A weak makhzan invariably means a fragmented countryside; rugged mountains and wide arid zones divide the Moroccan terrain, obstructing transportation, fostering regional spirit, and leading to a proliferation of small political entities. As Wattasid power declined, leaders of outlying regions threw off their allegiance to the makhzan, proclaimed their own independence, and established their autonomy through raids against their neighbors. Wattasid attempts to reincorporate these statelets met vigorous opposition, however, as much of Morocco fell prey to brigandry and petty warfare, causing living conditions to plummet.
One indication of the anarchy was the ability of nomads to expel farmers from the fertile plains and to use their lands for herd grazing, precipitating a famine and undermining the economic bases of urban life. As lawlessness reduced trade, weekly fairs replaced permanent settlements; farmers who remained on their lands had to contend with nomadic incursions, tribal taxes, levies by their Sufi masters (known in much of Africa as murabits), and even an occasional demand for tribute from the Wattasid sultan. Other aspects of Moroccan life, especially the military and the cultural, also suffered.
Portuguese attacks on Morocco compounded these tribulations. The independence of Portugal had been declared in 1143 but it required yet two and a half centuries of battling to establish the new state in the face of Spanish and Muslim opposition. Once the Portuguese achieved this, the momentum of their victories took them across the straits of Gibraltar to attack Muslims on their home territory. The conquest of Ceuta in 1415 then opened an era of Portuguese expansion and exploration which changed the face of the earth. Unlike the still-lingering Crusading efforts, the attack on Ceuta had only a minor religious component; its purpose was not so much to conquer Morocco, much less to convert its people, as it was to acquire ports along a vital sea route. The Portuguese settled only along the coasts in strongholds which served both as supply posts for their ships and as fortresses for raiding the interior.

(Data records)
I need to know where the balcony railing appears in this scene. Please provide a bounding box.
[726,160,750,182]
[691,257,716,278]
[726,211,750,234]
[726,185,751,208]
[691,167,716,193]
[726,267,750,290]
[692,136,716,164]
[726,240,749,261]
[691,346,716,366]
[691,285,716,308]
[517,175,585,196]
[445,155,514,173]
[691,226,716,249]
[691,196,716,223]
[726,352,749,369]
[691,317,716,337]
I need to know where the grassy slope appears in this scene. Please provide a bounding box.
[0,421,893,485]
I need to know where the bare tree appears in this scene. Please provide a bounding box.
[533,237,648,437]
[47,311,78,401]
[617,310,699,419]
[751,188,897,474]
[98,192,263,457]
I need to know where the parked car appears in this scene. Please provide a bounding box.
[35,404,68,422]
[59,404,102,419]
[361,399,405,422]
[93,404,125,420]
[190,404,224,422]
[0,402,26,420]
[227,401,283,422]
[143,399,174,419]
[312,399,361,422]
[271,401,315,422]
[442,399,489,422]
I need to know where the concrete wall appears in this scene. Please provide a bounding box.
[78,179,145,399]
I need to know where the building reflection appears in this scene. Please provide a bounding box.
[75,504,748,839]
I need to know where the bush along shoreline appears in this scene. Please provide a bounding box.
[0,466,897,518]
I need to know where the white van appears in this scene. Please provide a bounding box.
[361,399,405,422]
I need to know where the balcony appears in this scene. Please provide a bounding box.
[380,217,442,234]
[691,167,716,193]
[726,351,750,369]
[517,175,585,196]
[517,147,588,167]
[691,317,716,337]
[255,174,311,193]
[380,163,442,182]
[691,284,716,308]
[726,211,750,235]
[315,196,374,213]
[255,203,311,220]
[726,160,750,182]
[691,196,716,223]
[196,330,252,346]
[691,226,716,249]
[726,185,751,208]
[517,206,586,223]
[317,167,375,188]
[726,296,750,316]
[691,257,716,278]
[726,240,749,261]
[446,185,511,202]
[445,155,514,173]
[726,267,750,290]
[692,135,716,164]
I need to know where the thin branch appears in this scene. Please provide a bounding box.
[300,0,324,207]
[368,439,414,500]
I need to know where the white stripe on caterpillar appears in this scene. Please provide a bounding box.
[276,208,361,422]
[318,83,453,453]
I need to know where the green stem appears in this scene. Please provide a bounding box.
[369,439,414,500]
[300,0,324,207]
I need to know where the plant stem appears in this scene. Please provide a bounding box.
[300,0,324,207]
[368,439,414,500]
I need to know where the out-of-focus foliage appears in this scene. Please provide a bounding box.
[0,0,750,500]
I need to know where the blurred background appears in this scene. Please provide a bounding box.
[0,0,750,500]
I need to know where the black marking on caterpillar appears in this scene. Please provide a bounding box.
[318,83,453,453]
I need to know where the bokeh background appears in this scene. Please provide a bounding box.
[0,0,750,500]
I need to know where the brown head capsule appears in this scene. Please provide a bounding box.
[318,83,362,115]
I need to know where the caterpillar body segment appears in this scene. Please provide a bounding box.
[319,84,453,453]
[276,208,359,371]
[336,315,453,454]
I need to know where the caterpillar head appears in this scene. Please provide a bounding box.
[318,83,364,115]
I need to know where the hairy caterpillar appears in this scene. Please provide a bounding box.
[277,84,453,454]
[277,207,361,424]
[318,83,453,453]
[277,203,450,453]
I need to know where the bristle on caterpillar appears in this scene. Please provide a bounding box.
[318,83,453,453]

** Required actions **
A: In the passage on Wattasid Morocco, why does a weak makhzan lead to a fragmented countryside? Answer in one to three sentences.
B: Pick up the passage on Wattasid Morocco and the Portuguese attacks after its last sentence and carry it on.

** Outputs by task **
A: Rugged mountains and wide arid zones divide Morocco's terrain. They obstruct transportation and foster regional spirit, so when the makhzan is weak, the land splinters into many small political entities.

B:
In reaction to these Portuguese raids, Moroccans widely supported jihad (war fought in accordance with Islamic precepts), but the makhzan under Wattasid control could not unite the squabbling local rulers against their common enemy. Indeed, so pervasive was the internecine Muslim fighting that some factions made alliances with the Portuguese, further fragmenting the Moroccan efforts at a response. When the established political institutions proved incapable of action, Moroccans increasingly turned to their religious leaders for guidance. To understand why they did so, it is necessary to look at Moroccan Islam of the fifteenth century, and especially at its three most distinctive features, murabitism, sharifism, and mahdism.
(1) Murabitism. As in many other remote regions of the Maghreb, the Sufis had converted most of southern Morocco to Islam. Sufi brotherhoods (known as zawiyas in North Africa) reached the northern Moroccan cities by the twelfth century and then spread rapidly through the rural areas. According to Alfred Bel, Sufis had wide success among the primitive Berbers because they presented Islam in a stark and powerful manner; no doubt their organizational strengths also appealed to the tribal leaders. Zawiyas expanded and multiplied so fast that they became a critical factor in Moroccan politics by the late fourteenth century; and they retained this role for the next three hundred years. Perhaps the most outstanding Sufi leader was ash-Shaykh al-Jazuli, (d. 1465), founder of the Jazuliya brotherhood in the Maghreb.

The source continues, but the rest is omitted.